(Records from a data collection)
-*-

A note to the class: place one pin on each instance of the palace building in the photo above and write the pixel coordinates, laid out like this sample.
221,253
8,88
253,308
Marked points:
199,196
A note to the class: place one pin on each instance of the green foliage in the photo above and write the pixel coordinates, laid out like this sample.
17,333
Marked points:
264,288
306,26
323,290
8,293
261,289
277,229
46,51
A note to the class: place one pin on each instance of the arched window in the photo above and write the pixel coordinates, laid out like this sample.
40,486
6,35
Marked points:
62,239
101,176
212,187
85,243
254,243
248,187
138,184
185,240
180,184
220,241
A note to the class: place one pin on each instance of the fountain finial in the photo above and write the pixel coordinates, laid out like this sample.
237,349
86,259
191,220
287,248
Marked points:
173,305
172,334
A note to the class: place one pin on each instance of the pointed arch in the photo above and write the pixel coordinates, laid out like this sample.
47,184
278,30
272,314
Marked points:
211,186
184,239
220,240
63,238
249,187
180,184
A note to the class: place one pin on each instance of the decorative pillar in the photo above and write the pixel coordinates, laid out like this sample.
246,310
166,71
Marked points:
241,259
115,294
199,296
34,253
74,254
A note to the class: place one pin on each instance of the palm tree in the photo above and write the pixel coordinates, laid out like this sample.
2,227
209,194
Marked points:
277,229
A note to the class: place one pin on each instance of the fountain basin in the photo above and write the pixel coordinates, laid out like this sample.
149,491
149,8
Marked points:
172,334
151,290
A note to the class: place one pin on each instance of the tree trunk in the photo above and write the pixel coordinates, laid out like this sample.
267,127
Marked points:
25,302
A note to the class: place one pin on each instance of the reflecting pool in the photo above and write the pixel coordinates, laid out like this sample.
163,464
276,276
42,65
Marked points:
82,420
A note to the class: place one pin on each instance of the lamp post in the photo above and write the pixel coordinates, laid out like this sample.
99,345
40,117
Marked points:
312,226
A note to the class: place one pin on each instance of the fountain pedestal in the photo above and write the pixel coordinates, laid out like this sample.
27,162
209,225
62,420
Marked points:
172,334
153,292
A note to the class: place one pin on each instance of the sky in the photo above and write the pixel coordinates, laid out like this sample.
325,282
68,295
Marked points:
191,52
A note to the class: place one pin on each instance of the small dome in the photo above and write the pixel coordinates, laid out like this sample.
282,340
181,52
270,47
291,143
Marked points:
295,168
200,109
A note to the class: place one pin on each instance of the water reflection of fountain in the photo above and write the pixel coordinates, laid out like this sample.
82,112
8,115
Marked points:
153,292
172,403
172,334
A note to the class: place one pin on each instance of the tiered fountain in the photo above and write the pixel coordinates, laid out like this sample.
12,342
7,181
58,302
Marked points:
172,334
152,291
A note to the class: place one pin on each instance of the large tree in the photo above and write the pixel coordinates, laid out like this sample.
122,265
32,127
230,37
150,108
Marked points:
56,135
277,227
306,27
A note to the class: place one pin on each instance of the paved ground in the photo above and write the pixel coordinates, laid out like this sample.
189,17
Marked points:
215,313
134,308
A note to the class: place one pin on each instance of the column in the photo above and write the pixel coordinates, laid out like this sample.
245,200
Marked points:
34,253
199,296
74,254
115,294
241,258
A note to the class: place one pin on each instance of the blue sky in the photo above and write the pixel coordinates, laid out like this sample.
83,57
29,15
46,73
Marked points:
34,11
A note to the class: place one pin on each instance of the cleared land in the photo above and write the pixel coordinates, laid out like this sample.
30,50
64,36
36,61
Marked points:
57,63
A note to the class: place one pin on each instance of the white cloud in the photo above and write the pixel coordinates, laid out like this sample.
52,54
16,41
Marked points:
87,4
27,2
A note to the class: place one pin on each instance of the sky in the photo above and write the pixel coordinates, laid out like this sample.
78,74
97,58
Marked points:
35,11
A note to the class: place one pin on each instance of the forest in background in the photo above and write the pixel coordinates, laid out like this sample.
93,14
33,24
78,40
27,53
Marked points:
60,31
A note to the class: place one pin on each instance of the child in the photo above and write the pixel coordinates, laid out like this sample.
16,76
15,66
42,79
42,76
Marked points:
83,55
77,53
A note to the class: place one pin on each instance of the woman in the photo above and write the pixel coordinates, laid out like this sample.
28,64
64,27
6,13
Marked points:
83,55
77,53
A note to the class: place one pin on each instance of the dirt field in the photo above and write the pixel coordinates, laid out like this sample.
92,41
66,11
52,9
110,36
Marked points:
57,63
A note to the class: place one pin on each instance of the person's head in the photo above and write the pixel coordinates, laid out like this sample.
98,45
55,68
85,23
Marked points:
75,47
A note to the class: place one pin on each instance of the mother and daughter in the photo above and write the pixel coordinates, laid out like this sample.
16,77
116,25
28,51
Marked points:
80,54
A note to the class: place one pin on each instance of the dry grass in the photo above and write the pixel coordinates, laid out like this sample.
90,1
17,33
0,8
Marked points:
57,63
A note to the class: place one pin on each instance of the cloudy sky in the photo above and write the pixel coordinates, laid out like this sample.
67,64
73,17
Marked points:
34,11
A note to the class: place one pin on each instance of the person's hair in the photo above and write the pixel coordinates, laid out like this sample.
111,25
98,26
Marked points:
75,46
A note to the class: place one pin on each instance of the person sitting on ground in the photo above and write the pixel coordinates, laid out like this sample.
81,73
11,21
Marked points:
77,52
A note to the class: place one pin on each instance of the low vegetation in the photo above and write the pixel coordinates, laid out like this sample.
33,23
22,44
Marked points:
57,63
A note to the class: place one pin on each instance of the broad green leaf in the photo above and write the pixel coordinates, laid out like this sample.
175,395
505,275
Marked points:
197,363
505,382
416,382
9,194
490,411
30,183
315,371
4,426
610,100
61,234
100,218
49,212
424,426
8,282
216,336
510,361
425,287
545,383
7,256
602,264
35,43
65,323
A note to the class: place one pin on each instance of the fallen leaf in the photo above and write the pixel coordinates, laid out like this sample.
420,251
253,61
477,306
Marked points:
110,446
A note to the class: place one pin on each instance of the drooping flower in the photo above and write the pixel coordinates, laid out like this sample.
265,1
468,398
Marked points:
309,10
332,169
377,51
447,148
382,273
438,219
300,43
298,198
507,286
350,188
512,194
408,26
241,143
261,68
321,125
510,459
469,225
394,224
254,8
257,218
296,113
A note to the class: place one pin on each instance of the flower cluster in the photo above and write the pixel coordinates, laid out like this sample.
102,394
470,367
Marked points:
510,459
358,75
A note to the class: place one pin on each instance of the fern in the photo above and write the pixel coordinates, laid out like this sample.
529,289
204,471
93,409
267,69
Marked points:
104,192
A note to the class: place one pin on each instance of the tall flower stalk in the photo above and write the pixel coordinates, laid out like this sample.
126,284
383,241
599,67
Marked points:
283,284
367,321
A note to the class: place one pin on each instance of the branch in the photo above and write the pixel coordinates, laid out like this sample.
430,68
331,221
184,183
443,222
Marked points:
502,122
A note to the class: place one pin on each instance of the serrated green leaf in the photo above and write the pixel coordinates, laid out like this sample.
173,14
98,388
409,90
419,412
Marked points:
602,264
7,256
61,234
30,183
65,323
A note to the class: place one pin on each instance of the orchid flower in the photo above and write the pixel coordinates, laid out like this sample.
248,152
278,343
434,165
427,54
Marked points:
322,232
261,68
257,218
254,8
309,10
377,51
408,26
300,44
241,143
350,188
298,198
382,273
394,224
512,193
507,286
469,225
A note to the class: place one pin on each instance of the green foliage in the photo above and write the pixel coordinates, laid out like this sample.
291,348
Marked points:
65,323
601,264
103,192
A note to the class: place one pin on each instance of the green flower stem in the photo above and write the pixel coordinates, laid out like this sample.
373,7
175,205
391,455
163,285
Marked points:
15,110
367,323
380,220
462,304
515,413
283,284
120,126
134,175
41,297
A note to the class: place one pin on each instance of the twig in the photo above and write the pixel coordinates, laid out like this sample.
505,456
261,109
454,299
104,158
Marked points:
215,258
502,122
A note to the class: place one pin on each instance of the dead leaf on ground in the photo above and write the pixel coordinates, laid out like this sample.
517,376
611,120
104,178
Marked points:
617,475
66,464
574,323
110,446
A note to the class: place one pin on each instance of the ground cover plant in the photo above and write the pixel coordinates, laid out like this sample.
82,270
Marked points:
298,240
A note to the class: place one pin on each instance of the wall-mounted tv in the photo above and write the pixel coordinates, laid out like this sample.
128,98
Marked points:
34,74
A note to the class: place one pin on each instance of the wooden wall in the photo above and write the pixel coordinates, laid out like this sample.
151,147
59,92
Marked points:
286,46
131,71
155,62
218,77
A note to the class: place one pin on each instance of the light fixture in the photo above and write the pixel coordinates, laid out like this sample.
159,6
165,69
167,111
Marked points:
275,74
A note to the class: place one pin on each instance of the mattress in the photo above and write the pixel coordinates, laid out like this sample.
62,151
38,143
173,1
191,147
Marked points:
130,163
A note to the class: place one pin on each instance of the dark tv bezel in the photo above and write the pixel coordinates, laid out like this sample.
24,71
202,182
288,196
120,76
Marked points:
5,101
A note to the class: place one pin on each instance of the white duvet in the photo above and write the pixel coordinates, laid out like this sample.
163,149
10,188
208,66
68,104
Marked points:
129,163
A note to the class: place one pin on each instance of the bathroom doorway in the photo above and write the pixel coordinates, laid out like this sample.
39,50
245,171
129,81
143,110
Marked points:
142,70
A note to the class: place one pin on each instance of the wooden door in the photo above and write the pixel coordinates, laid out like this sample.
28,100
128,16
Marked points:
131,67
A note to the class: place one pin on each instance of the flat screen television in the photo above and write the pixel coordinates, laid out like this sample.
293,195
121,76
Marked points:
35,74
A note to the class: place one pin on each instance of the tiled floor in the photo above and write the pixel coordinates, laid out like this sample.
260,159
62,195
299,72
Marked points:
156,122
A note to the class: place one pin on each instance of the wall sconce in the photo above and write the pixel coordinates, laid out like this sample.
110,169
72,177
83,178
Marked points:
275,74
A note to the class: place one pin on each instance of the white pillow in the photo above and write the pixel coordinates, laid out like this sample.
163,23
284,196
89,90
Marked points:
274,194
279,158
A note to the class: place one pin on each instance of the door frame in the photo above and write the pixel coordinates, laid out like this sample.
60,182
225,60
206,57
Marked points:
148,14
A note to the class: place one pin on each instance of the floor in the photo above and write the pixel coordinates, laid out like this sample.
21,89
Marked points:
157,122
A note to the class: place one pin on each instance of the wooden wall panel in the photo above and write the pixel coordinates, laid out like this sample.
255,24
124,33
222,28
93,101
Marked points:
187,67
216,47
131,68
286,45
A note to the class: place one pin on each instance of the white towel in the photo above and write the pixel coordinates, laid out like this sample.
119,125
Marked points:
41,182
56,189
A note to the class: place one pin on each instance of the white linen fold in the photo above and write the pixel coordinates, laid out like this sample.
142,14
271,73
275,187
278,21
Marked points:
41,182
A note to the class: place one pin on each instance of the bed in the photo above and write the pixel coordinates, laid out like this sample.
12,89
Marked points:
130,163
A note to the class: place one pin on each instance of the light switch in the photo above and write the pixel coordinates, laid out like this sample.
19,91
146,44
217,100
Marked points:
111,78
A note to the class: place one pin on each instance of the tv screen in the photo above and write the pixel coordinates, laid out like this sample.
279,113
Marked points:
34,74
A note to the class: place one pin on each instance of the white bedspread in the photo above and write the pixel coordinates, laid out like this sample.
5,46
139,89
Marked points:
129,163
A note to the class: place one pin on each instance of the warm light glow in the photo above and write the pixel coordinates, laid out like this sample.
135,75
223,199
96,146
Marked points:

-*-

#### EXERCISE OBJECTIVE:
All lines from the one that contains "of the floor" through the end of the material are to be quoted exactly, with both ends included.

#### CORRECT RESPONSE:
A note to the class: place one pin on each instance of the floor in the photo above and write the pixel coordinates, laid out like this sample.
21,89
Marked points:
157,122
A note to the class: place one pin on each instance of the wooden wall panel in the photo above and write the pixel coordinates, laid out like this sample.
255,24
124,33
222,28
93,101
Marked points:
187,67
216,47
131,68
286,45
A note to the class: place one pin on each instance of the white towel in the photo above and write the pixel coordinates, laid out like this sample.
119,125
Marked points:
41,182
56,189
A note to the class: place one pin on each instance of the white linen fold in the photo above and write the pixel coordinates, laid out like this sample.
142,14
271,73
275,187
278,21
Marked points:
41,182
A note to the class: place one pin on each instance of the bed in the photo above and write the pixel coordinates, laid out like this sample.
12,89
Marked points:
130,163
A note to the class: place one pin on each instance of the light switch in the photo above and write the pixel coordinates, laid out like this sample.
19,91
146,44
217,100
Marked points:
111,78
A note to the class: place one pin on each instance of the tv screen in the photo above and write the pixel coordinates, laid out like this sample.
279,113
Marked points:
34,74
A note to the class: place one pin on each instance of the white bedspread in the photo above and write the pixel coordinates, laid out like this sample.
5,46
139,89
Marked points:
129,163
A note to the class: place one pin on each instance of the warm light glow in the photo above and write the pixel coordinates, laid out like this sample.
135,75
223,199
96,146
Marked points:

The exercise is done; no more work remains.